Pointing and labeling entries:
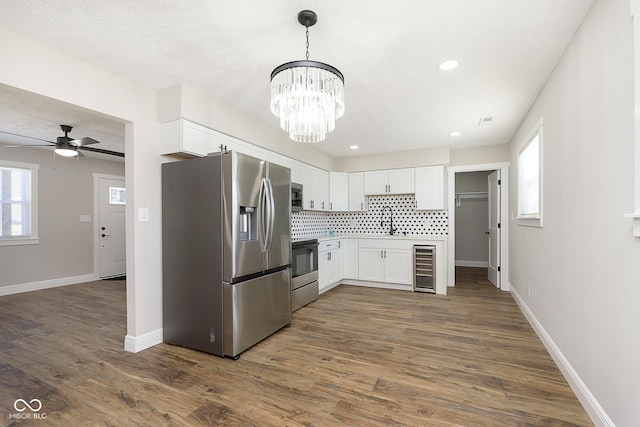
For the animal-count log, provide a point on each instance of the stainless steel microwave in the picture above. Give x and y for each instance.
(296, 197)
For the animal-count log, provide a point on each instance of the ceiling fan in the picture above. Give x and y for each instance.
(65, 145)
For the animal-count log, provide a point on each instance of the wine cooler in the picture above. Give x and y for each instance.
(424, 268)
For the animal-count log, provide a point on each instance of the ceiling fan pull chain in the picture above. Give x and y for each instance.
(307, 44)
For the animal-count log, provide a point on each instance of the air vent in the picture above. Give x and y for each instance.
(484, 121)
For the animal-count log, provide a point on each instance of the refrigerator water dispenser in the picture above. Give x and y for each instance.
(248, 223)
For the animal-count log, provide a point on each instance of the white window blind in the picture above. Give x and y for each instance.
(530, 179)
(18, 203)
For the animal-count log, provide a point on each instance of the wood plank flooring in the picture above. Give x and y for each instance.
(355, 357)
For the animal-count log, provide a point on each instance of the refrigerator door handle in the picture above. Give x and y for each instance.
(263, 207)
(270, 213)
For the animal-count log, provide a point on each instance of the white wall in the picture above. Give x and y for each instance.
(66, 246)
(583, 265)
(39, 69)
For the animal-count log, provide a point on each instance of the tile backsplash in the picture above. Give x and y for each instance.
(405, 219)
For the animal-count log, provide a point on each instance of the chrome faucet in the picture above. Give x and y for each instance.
(391, 229)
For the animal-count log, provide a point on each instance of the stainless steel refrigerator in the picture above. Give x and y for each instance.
(226, 252)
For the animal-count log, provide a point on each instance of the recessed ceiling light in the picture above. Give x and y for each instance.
(448, 65)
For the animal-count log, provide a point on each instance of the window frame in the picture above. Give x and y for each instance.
(532, 219)
(33, 238)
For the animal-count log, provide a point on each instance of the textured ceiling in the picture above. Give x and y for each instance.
(396, 98)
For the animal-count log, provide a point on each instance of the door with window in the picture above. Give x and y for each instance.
(493, 272)
(111, 227)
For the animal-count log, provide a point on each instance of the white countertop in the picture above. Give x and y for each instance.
(373, 236)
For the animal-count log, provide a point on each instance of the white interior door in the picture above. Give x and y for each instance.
(493, 272)
(111, 227)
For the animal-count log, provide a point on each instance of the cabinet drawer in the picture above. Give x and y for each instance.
(328, 245)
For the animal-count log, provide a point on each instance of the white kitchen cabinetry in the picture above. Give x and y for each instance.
(315, 191)
(259, 152)
(386, 261)
(349, 258)
(357, 199)
(392, 181)
(429, 183)
(372, 262)
(330, 261)
(285, 161)
(235, 144)
(338, 191)
(182, 138)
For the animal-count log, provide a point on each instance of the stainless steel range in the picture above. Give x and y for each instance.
(304, 273)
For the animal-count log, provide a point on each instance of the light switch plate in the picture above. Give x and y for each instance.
(143, 214)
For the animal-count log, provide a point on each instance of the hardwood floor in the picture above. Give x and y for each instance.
(356, 356)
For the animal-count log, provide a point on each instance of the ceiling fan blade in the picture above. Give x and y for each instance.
(25, 136)
(83, 141)
(26, 146)
(101, 151)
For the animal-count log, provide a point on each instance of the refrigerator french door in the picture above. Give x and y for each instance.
(226, 252)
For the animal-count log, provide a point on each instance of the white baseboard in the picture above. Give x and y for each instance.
(584, 395)
(46, 284)
(329, 287)
(462, 263)
(135, 344)
(382, 285)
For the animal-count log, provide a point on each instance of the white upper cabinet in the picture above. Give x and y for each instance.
(376, 182)
(430, 188)
(285, 161)
(322, 189)
(315, 188)
(182, 138)
(338, 191)
(401, 181)
(259, 152)
(392, 181)
(238, 145)
(357, 199)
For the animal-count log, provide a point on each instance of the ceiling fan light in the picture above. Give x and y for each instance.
(66, 150)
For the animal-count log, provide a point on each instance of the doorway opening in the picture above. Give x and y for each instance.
(478, 221)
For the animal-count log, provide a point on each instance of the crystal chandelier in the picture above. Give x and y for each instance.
(307, 96)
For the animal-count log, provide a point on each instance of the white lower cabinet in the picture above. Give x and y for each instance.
(372, 262)
(349, 258)
(330, 268)
(385, 261)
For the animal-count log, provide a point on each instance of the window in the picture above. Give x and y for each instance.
(530, 179)
(18, 203)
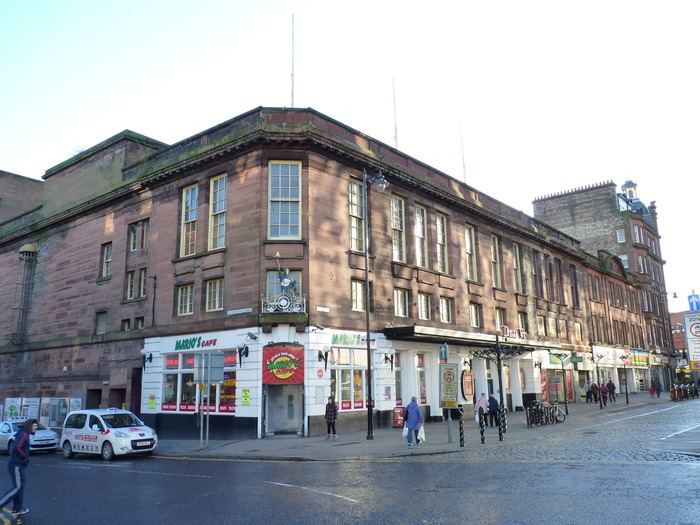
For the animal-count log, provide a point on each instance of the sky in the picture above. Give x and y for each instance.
(519, 99)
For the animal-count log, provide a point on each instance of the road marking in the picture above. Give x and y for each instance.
(312, 490)
(168, 474)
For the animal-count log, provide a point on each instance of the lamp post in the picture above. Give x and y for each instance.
(624, 358)
(561, 358)
(381, 184)
(596, 358)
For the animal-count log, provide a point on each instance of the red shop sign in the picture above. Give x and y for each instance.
(283, 364)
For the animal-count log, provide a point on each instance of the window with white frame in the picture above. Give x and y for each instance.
(130, 284)
(357, 295)
(398, 229)
(421, 236)
(518, 268)
(470, 255)
(475, 315)
(441, 238)
(496, 262)
(356, 209)
(143, 282)
(215, 295)
(285, 200)
(400, 302)
(424, 308)
(188, 226)
(106, 260)
(218, 192)
(445, 309)
(185, 299)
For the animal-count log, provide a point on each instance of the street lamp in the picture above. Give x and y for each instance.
(561, 358)
(381, 184)
(596, 358)
(624, 358)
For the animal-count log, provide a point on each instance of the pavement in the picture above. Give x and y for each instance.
(388, 442)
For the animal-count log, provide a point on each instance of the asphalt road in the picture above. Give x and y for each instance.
(613, 472)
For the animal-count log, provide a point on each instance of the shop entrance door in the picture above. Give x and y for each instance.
(283, 409)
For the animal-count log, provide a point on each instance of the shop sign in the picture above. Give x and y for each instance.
(283, 364)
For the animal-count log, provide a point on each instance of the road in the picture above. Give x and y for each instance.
(609, 472)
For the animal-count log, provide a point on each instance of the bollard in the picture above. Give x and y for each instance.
(482, 425)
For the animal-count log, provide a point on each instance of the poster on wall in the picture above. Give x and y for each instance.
(283, 364)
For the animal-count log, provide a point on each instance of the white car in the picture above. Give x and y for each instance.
(42, 440)
(108, 432)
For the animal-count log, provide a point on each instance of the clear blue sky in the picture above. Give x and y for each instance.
(535, 96)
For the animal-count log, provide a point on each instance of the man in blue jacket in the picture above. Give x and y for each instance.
(17, 466)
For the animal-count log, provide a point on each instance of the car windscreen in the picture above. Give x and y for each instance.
(122, 420)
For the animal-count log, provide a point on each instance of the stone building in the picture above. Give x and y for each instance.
(247, 242)
(622, 225)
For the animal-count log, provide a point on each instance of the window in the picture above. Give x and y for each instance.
(398, 234)
(442, 261)
(356, 208)
(445, 310)
(500, 318)
(188, 226)
(101, 323)
(474, 315)
(424, 309)
(400, 302)
(518, 268)
(496, 262)
(106, 260)
(215, 295)
(470, 244)
(185, 299)
(421, 237)
(130, 284)
(217, 212)
(357, 295)
(143, 282)
(285, 200)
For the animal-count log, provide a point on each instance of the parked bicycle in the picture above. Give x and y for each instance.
(540, 413)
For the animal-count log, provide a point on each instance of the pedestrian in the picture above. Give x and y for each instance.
(604, 394)
(413, 420)
(587, 389)
(493, 411)
(482, 402)
(331, 417)
(17, 467)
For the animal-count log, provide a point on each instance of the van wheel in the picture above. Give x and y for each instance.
(107, 451)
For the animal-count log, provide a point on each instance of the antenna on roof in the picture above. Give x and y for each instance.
(292, 105)
(396, 132)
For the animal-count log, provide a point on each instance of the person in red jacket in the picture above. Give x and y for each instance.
(17, 467)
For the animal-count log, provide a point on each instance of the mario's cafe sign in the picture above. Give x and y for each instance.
(283, 364)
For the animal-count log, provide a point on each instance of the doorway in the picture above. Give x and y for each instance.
(283, 409)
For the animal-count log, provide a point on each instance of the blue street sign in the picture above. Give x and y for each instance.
(694, 302)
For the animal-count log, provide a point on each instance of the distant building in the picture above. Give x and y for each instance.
(135, 257)
(622, 225)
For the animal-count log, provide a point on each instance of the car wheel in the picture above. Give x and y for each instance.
(107, 451)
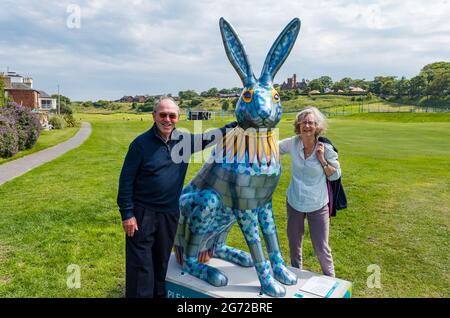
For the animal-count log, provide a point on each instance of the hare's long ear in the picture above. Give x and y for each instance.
(280, 51)
(236, 52)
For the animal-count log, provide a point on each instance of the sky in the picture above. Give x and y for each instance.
(102, 49)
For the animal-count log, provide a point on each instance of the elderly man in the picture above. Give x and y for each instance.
(150, 185)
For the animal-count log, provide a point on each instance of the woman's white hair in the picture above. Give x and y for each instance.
(320, 120)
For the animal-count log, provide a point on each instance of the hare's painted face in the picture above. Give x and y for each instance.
(259, 107)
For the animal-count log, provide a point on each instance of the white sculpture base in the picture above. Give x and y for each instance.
(243, 283)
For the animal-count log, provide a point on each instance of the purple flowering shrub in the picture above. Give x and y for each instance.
(19, 129)
(9, 140)
(26, 123)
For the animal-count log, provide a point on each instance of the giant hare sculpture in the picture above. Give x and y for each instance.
(238, 182)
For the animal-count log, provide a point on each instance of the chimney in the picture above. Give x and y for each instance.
(28, 81)
(6, 81)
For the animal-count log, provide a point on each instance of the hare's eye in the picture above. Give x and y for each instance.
(275, 97)
(247, 95)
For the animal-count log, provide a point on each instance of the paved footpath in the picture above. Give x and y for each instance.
(13, 169)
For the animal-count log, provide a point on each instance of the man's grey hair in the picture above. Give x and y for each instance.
(161, 99)
(320, 119)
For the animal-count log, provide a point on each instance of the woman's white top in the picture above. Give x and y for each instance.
(308, 191)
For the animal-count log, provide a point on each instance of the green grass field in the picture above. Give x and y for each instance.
(395, 173)
(48, 138)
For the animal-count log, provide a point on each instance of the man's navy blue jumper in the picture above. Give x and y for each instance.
(150, 186)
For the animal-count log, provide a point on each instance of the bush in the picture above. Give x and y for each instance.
(9, 141)
(25, 123)
(57, 122)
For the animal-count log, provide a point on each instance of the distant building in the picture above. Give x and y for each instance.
(199, 114)
(356, 90)
(229, 95)
(46, 102)
(20, 89)
(291, 83)
(303, 85)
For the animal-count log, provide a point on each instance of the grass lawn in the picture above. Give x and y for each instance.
(395, 174)
(48, 138)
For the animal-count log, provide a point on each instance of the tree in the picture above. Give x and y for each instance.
(189, 94)
(417, 86)
(225, 105)
(316, 84)
(65, 103)
(212, 92)
(388, 87)
(402, 87)
(437, 78)
(326, 81)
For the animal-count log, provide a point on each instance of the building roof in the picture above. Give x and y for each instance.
(19, 86)
(44, 94)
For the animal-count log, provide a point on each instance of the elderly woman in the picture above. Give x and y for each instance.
(307, 196)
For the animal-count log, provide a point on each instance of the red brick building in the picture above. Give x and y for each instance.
(21, 93)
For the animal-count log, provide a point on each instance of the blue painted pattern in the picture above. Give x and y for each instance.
(236, 184)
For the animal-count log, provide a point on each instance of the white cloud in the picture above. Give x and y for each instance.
(131, 47)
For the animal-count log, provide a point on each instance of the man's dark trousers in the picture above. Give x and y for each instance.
(148, 253)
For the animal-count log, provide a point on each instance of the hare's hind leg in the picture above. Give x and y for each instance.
(226, 252)
(200, 208)
(248, 222)
(267, 224)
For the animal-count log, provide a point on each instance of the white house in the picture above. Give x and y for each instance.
(46, 102)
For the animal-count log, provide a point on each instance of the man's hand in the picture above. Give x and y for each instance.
(129, 226)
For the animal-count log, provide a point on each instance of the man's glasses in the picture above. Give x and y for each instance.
(310, 123)
(170, 115)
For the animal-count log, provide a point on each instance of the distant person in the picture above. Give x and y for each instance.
(150, 185)
(307, 196)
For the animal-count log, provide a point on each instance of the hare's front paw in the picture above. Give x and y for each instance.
(273, 289)
(216, 277)
(285, 276)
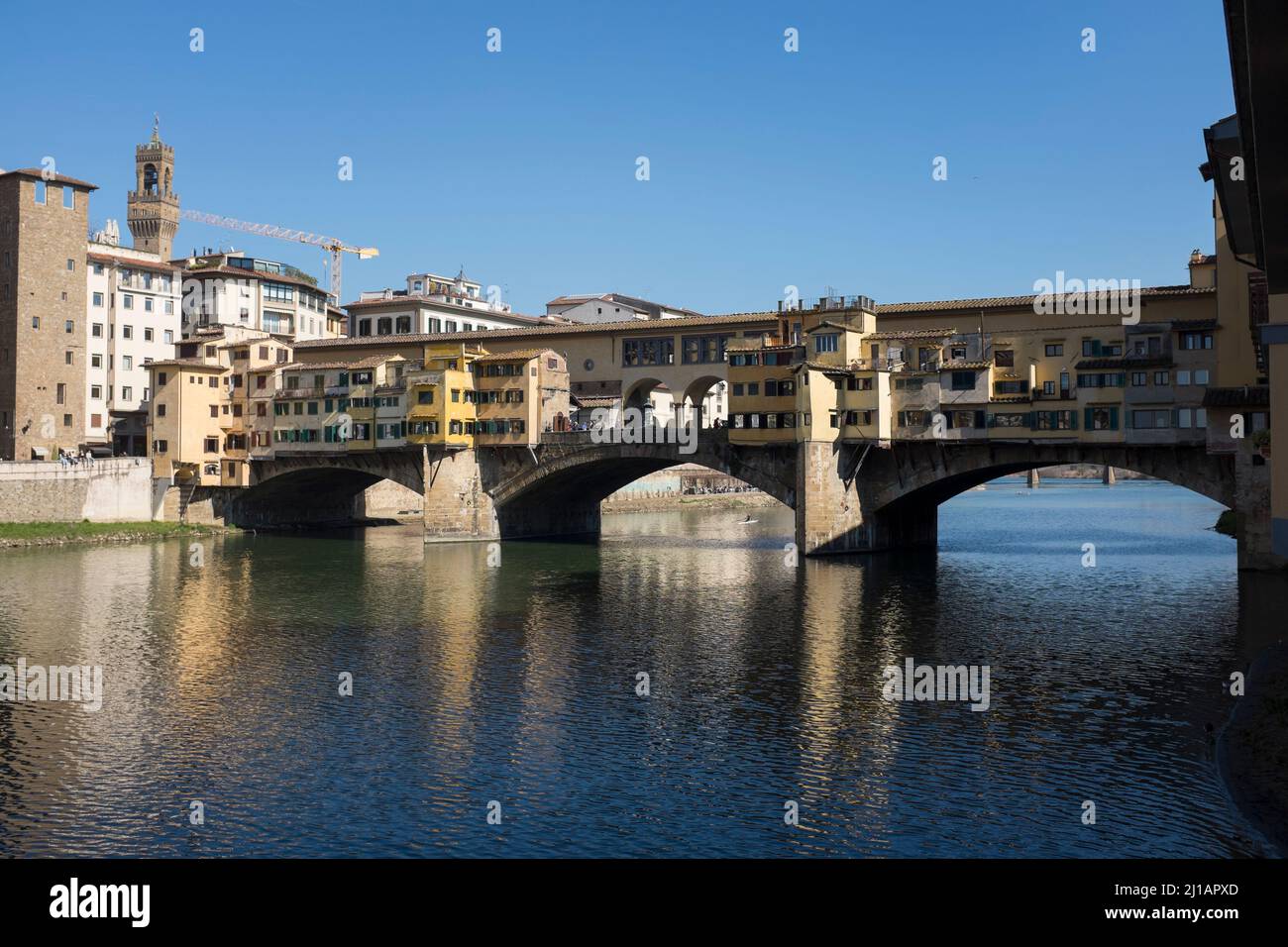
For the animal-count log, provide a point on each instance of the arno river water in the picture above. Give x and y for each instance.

What this task involves: Extract word for word every line from the line that contains "of the tree" to the final line of the data, both included, and nothing else; skip the pictures.

Exercise answer:
For the animal-count log, provide a point on each instance of the tree in the picture above. Give x and y for each instance.
(189, 94)
(417, 86)
(225, 105)
(316, 84)
(65, 103)
(212, 92)
(388, 87)
(402, 87)
(437, 78)
(326, 81)
For the animal-count log, provide a point on each instance of the building roof in the picture above. Give x and y for each instance.
(19, 86)
(44, 94)
For the animal-count log, provide a point on each instance of the elderly woman in the picture above. Give x and y for each instance.
(307, 196)
For the animal-count log, provide a point on each instance of the red brick building in the picture above. Give x and y for each instance.
(21, 93)
For the animal-count log, provide a point on each instance of the blue painted pattern in the picture above. Give x and y for each instance.
(236, 184)
For the animal-count log, provide a point on each instance of the white cloud in the picture above. Give x and y for each instance.
(131, 47)
For the animal-count log, provide a point on each instance of the man's dark trousers in the picture above. Give x and y for each instance.
(148, 253)
For the animal-count log, provide a point on each instance of the hare's hind leg in the picture above. Give x and y for each instance.
(226, 252)
(200, 208)
(248, 222)
(267, 224)
For the animal-count log, provide a point on each instance of the white house in the picture above. Give x and y for each instance.
(46, 102)
For the animal-count log, provide a point on each instance of the man's hand in the picture above. Give x and y for each instance.
(129, 226)
For the animal-count log, provide a point on each instance of the man's glasses in the picture above. Give x and y for each instance.
(310, 123)
(170, 115)
For the animal-count log, provide a point on each instance of the distant person in the picture above. Give x and y for each instance.
(150, 185)
(307, 196)
For the animal-count log, provide a point on each instance of the hare's front paw in the picture above. Give x and y for each instance.
(273, 289)
(216, 277)
(285, 276)
For the animal-count log, provide a point on each instance of the arno river water in the picture above. Give x and y for each instance.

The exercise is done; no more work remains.